5 History and related documents
5.1 Similar documents
When I first wrote the first version of this document in March, 2001,
it was because I not only was fed up with people sending me unwanted
MS-Word documents, but because I was tired of explaining repeatedly
why I objected to them. I wrote this to be part of a canned
response.
Being remarkably lazy, I didn't want to investigate and write this up
if someone else had already written something. So I did a little bit
of searching for documents like this. I knew from personal
communication that while I am in a minority there is a substantial
minority which feels exactly the same way. I expected that someone
would have already written something like this document.
I didn't find any when I looked, but clearly I didn't look carefully
enough. I have since been informed of others that I've missed. I
list them here, along with some which were written after my document.
- plaintext: In praise of practical e-mail hygiene
-
This is Martin Vermeer's essay. It covers the same points as
mine but goes deeper into trying to persuade people to be
better network citizens.
http://www.netby.dk/Oest/Europa-Alle/vermeer/plain.html
- We can put an end to Word attachments
-
This is an article by Richard M. Stallman advocating efforts like
mine to discourage people from sending MS-Word documents. The
article itself is aimed at those who already know that Word
attachments are wrong.
http://www.gnu.org/philosophy/no-word-attachments.html
- Sincere Choice
- This is the
home page of the Sincere Choice platform who say "We believe
that there should be a fair, competitive market for computer
software, both proprietary and Open Source."

Saved entries
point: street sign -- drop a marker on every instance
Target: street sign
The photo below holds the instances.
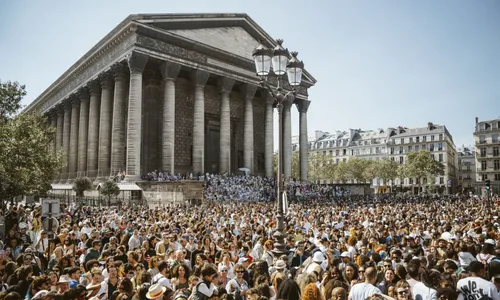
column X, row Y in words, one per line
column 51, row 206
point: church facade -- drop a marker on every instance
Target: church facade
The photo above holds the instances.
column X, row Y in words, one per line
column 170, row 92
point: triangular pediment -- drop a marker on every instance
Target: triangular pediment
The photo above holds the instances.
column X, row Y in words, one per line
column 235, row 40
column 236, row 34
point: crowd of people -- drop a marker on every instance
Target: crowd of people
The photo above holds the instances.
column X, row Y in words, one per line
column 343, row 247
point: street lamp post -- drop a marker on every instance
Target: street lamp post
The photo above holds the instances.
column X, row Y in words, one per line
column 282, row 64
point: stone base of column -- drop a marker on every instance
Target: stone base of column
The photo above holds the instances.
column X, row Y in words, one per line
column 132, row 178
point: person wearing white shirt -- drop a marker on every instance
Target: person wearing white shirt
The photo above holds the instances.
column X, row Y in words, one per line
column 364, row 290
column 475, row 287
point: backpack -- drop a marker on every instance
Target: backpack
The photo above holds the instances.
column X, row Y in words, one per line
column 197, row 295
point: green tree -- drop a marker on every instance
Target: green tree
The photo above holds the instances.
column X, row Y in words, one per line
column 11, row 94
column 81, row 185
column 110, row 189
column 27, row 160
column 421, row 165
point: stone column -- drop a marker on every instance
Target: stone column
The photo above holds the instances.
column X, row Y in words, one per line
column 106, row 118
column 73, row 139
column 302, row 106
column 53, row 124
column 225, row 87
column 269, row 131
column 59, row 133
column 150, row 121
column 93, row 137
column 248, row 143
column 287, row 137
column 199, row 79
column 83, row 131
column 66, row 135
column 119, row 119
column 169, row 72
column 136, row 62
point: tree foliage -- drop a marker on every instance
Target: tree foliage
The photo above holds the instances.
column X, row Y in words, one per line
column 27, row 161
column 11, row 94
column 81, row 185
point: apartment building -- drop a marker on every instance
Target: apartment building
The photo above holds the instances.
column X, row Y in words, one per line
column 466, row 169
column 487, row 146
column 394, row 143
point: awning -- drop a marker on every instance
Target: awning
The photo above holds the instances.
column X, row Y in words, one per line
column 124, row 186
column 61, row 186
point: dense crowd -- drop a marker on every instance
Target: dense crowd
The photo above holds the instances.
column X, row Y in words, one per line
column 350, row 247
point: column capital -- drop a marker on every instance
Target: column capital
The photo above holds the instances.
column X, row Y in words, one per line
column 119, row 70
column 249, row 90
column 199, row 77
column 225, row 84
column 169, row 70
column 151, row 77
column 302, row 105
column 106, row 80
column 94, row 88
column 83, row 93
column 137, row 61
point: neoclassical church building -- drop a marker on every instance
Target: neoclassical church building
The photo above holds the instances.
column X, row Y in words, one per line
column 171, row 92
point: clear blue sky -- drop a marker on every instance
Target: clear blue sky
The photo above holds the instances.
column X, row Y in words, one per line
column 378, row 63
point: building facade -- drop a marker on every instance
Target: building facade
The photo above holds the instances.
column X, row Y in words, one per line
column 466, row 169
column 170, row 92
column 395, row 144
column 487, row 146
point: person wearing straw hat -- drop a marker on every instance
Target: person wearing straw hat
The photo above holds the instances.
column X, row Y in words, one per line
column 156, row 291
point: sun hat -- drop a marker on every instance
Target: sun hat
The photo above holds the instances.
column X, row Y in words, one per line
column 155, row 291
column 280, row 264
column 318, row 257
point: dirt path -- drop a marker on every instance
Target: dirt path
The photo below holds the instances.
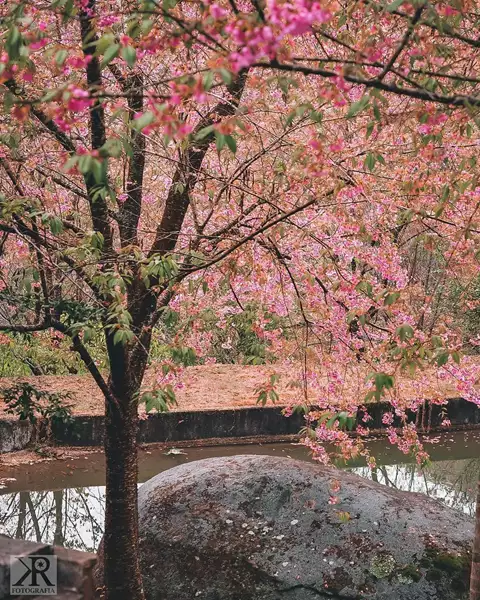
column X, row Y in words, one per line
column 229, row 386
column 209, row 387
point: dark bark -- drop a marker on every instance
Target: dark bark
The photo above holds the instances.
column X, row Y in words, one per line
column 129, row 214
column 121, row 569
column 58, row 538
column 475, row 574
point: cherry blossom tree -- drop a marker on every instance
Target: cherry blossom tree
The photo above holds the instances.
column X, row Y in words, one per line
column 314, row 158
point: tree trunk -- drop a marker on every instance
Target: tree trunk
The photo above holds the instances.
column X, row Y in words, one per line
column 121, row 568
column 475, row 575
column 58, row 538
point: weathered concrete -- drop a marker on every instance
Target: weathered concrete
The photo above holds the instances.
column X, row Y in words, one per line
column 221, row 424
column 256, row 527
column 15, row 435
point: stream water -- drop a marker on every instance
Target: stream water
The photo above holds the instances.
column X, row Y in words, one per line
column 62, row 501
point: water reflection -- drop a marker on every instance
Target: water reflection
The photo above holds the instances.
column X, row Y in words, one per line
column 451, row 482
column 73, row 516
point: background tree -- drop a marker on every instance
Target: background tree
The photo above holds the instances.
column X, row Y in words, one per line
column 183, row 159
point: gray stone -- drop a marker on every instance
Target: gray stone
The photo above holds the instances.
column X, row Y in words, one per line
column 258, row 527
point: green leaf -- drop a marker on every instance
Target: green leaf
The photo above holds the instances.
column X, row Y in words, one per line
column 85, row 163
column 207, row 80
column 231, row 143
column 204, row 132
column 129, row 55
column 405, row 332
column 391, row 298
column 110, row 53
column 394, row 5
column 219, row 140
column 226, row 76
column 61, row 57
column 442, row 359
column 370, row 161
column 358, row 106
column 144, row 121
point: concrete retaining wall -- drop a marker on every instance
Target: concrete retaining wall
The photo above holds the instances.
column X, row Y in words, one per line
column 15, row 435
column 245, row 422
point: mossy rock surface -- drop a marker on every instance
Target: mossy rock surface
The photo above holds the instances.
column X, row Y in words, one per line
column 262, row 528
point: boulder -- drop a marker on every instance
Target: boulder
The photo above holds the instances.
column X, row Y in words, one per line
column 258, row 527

__Things to do__:
[a] From the passage on Word attachments, extract the words starting with "Being remarkably lazy, I" and going on through "after my document.".
[b] For each statement, say yes or no to whether it agrees with the passage on Word attachments, and quote the words from the passage that decide it. (i) The first version of the document was written in March, 2001. (ii) The writer's first search turned up several documents like this one. (iii) Stallman's article is aimed at readers who do not yet know that Word attachments are wrong.

__Full answers__:
[a]
Being remarkably lazy, I didn't want to investigate and write this up
if someone else had already written something. So I did a little bit
of searching for documents like this. I knew from personal
communication that while I am in a minority there is a substantial
minority which feels exactly the same way. I expected that someone
would have already written something like this document.
I didn't find any when I looked, but clearly I didn't look carefully
enough. I have since been informed of others that I've missed. I
list them here, along with some which were written after my document.

[b]
(i) Yes: "When I first wrote the first version of this document in March, 2001"
(ii) No: "I didn't find any when I looked"
(iii) No: "The article itself is aimed at those who already know that Word attachments are wrong."